Could you retype the lines starting at the one that contains "the chandelier chain" and ending at the one that contains "point(512, 357)", changing nothing and including both ends?
-- START RECORD SET --
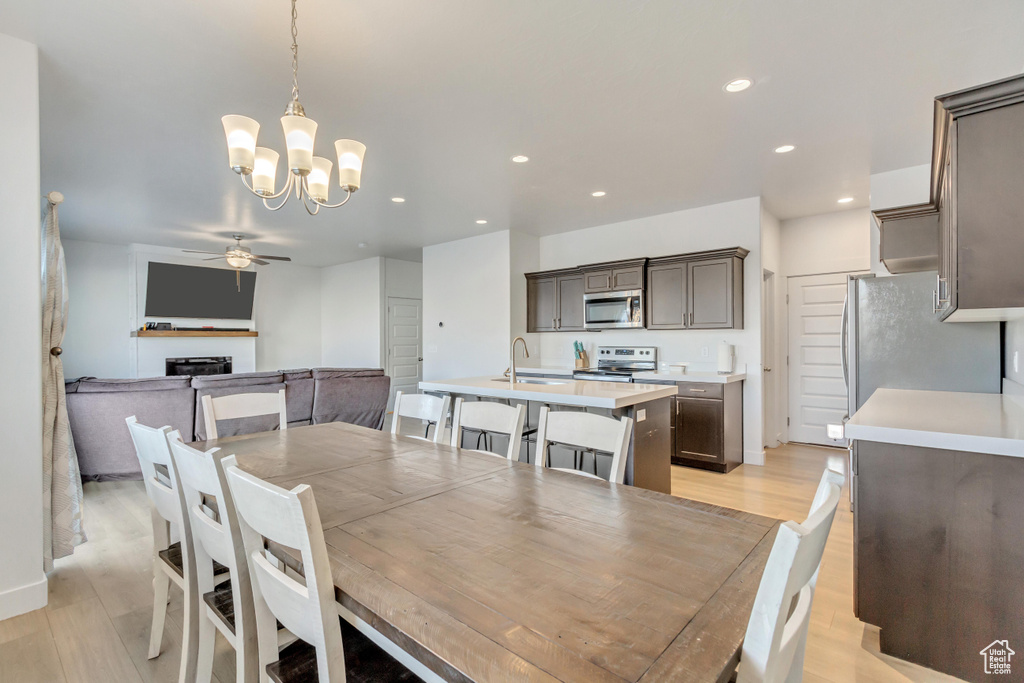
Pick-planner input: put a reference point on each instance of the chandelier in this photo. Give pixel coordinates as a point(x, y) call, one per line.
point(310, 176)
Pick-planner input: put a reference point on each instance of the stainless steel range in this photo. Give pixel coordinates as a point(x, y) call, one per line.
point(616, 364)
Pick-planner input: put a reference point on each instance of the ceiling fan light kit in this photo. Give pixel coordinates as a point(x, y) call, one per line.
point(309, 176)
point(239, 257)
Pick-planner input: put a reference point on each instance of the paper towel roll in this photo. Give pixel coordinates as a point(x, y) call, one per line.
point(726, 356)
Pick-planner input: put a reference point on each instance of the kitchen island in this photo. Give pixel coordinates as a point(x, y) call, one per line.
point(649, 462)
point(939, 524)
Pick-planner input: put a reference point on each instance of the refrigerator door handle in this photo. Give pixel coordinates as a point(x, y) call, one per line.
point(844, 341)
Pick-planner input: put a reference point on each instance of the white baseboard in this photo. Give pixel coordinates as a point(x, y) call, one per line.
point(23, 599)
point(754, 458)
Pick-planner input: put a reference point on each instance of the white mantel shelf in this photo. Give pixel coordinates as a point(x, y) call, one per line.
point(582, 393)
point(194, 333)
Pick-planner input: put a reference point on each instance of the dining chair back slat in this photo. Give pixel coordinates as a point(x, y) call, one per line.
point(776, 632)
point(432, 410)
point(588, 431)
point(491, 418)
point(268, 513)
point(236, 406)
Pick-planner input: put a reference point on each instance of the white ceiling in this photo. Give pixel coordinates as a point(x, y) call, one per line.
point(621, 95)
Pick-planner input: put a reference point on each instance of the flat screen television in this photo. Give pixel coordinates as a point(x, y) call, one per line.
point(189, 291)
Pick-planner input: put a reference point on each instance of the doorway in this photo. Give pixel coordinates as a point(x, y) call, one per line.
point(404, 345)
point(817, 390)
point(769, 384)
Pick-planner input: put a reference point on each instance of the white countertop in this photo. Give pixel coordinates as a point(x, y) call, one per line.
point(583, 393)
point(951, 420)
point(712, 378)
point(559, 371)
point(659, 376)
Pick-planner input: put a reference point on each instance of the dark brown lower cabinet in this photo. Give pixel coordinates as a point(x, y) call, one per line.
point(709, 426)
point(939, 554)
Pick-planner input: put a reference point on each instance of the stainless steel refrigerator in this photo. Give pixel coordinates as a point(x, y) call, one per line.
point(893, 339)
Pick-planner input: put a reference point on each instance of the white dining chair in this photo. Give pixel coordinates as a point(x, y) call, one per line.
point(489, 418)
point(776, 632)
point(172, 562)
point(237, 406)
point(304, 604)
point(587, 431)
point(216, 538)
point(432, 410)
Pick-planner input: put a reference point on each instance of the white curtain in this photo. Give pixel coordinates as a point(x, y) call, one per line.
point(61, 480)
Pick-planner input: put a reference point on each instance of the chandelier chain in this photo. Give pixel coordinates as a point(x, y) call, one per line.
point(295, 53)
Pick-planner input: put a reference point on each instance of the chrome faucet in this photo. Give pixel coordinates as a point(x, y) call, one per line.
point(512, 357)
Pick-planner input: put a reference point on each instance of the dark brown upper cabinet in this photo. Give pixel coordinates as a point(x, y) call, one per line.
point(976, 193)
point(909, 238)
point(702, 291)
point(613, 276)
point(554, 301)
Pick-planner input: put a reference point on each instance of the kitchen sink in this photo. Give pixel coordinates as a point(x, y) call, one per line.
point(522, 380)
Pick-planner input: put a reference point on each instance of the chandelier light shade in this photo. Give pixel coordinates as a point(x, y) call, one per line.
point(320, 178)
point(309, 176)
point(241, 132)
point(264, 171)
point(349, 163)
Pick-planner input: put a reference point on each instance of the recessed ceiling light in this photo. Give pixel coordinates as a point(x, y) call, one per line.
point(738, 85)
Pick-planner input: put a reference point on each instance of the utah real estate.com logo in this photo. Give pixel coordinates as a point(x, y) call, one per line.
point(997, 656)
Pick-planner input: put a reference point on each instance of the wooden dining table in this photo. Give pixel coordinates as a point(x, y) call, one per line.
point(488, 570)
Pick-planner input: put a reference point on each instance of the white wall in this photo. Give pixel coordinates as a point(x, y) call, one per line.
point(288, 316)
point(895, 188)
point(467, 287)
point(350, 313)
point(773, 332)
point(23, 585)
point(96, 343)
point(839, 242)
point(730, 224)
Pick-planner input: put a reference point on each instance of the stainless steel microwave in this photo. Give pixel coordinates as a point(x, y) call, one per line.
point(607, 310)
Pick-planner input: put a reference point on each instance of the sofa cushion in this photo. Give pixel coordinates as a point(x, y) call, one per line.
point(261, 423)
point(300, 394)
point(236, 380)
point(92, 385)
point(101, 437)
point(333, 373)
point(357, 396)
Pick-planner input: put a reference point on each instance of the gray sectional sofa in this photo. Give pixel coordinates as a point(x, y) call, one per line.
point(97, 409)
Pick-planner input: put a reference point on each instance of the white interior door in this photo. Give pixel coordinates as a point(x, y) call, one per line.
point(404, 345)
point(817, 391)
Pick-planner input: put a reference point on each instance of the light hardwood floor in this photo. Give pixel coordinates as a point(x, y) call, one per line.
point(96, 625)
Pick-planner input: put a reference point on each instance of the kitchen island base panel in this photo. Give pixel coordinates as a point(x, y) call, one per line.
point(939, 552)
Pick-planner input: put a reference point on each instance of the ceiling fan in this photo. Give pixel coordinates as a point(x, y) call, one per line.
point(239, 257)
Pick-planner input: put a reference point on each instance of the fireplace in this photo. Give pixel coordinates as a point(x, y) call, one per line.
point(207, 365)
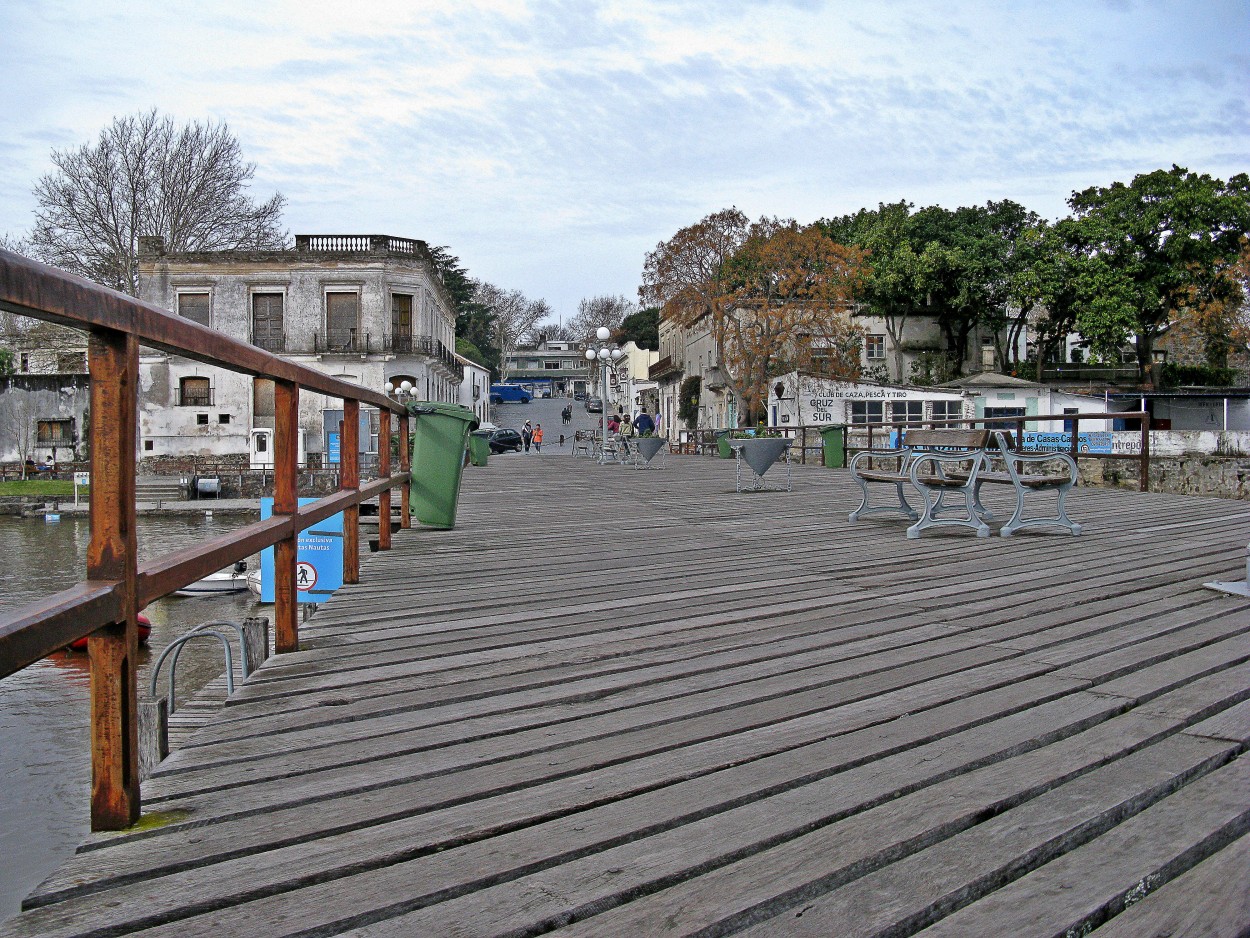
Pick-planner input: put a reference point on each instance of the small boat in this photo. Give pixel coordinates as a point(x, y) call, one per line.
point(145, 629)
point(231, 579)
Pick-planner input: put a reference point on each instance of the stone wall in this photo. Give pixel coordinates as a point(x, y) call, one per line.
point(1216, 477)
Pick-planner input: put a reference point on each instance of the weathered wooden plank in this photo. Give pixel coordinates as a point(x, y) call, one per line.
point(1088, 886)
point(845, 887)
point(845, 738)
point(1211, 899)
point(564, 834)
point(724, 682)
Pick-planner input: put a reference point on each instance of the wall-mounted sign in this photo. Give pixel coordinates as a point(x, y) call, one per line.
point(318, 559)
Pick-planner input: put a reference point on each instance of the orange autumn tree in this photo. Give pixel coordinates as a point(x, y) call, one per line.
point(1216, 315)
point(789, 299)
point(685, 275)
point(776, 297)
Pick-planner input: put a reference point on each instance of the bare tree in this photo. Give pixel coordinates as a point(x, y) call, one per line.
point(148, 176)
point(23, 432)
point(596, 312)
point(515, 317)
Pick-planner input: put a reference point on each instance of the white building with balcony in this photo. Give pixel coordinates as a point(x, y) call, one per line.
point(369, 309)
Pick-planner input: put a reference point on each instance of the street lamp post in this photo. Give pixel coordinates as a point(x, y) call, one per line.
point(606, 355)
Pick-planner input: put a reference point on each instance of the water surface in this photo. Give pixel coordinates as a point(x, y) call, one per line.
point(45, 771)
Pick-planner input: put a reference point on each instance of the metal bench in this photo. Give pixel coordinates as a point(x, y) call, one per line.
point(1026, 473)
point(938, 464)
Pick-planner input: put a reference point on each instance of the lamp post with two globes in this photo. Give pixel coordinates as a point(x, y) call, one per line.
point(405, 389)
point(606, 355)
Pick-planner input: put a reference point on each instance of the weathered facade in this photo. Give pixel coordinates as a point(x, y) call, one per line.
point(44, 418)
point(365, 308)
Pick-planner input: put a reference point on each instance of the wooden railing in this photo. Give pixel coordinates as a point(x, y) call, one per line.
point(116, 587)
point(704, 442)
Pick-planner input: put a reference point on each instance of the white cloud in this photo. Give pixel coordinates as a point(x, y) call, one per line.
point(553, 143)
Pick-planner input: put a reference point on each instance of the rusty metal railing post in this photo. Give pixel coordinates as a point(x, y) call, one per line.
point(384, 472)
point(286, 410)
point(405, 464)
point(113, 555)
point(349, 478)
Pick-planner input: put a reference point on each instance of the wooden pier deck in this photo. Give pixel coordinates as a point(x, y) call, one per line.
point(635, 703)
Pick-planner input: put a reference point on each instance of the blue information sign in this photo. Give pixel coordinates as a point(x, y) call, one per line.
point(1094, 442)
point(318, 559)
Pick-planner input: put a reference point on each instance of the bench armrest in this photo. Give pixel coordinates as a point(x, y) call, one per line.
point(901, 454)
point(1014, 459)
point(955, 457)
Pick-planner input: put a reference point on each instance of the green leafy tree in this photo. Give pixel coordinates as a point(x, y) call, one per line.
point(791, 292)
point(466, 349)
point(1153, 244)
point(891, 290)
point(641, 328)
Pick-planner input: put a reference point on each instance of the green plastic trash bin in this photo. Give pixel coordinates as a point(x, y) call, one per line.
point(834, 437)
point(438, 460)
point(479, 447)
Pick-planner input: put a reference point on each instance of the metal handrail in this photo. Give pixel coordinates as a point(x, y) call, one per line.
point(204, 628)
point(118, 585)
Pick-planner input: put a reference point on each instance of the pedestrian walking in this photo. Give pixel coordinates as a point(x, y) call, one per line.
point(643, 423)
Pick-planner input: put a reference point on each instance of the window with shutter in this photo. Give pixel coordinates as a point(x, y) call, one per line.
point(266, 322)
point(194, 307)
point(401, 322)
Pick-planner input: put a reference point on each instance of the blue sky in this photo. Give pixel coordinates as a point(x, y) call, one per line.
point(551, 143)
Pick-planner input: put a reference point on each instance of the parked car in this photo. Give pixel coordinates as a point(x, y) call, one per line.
-- END RECORD SET --
== ANSWER TO THE TASK ==
Pick-planner input: put a reference point on each instance of the chandelier chain in this photo. Give pixel coordinates as a point(x, y) call, one per line.
point(295, 53)
Pick-planner input: put a reference point on each instance of the chrome faucet in this photo. Give pixel coordinates as a point(x, y) call, one per line.
point(512, 357)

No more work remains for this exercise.